### GIVEN TASK
Rewrite the material below with "training diagram" substituted for each occurrence of "play diagram", keeping every other character unchanged.

### SOURCE MATERIAL

--

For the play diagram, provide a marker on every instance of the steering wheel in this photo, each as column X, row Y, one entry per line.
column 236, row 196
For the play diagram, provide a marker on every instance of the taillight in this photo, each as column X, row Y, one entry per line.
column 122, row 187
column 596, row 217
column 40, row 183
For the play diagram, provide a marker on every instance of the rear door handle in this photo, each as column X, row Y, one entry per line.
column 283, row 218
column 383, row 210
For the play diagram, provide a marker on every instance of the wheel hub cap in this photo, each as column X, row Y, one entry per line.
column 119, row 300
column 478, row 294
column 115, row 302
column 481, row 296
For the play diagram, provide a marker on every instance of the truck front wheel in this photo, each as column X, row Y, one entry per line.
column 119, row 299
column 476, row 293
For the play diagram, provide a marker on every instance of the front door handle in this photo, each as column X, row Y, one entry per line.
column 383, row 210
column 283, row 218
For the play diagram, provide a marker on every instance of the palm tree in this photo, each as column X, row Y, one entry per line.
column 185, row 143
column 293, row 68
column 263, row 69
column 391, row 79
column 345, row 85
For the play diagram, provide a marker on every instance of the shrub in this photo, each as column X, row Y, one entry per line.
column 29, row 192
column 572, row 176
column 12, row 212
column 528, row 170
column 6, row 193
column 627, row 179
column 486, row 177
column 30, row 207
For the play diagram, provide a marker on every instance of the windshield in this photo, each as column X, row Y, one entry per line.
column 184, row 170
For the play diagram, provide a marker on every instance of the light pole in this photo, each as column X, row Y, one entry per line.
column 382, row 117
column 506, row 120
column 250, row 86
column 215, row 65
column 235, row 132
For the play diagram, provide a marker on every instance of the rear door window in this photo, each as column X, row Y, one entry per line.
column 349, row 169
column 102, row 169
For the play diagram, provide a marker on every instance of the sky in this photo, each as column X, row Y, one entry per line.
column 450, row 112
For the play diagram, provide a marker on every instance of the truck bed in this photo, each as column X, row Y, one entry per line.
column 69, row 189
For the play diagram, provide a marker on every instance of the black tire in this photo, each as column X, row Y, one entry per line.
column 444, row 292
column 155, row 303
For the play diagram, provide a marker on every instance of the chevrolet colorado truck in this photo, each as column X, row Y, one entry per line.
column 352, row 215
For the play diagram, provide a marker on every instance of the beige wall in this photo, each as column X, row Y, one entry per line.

--

### OUTPUT
For the training diagram, provide a marker on every instance of the steering wheel in this photo, each as column X, row Y, one entry per line.
column 236, row 196
For the training diagram, provide a marker on every instance of the taillight in this photo, each as column X, row Y, one entry per line.
column 122, row 187
column 596, row 217
column 40, row 183
For the training diagram, provide a marker on every instance of the rear door handle in this photo, each as column X, row Y, one entry per line.
column 283, row 218
column 383, row 210
For the training diagram, provide a marker on every instance of the wheel hub cap in this photo, each as column X, row Y, one entry per line.
column 119, row 300
column 478, row 294
column 115, row 302
column 481, row 296
For the training diagram, provide a marker on every instance of the truck front wheel in this photo, each as column X, row Y, one entry per line.
column 119, row 299
column 476, row 293
For the training diagram, provide a marker on every instance of the front door handle in this photo, each as column X, row Y, one entry per line.
column 383, row 210
column 283, row 218
For the training diagram, provide a marker on every instance of the palm tree in this photo, each as column X, row Y, one entry per line.
column 185, row 143
column 293, row 68
column 263, row 69
column 391, row 79
column 345, row 85
For the training diagram, provide a marker on every instance of the shrub in this photo, each as column X, row Y, one entry per line.
column 29, row 192
column 572, row 176
column 12, row 212
column 528, row 170
column 6, row 193
column 627, row 179
column 486, row 177
column 30, row 207
For the training diagram, provide a marker on every instance of the windshield in this photo, each as column X, row Y, one entry per line.
column 184, row 170
For the training diagram, provide a marker on every instance of the light pole in this photo, each as column X, row Y, one entry per line.
column 382, row 117
column 506, row 120
column 250, row 86
column 215, row 65
column 235, row 132
For the training diagram, provide a marker on every instance of the rear door window in this photo, each as column X, row Y, one entry per line.
column 349, row 169
column 102, row 169
For the training diagram, provide a marker on every instance of the sky in this photo, each as column X, row Y, one entry per line.
column 450, row 112
For the training diagram, provide a marker on every instance of the truck bed in this photo, each as column X, row Y, one entry per line.
column 69, row 189
For the training diagram, provide a marker on every instance of the black tire in this photo, each as column X, row Y, one entry per line.
column 444, row 292
column 155, row 303
For the training diagram, provide a marker on every instance of the chevrolet colorado truck in this photo, each as column X, row Y, one entry per line.
column 352, row 215
For the training diagram, provide a marker on every instance of the beige wall in this photo, each as column X, row Y, one entry per line.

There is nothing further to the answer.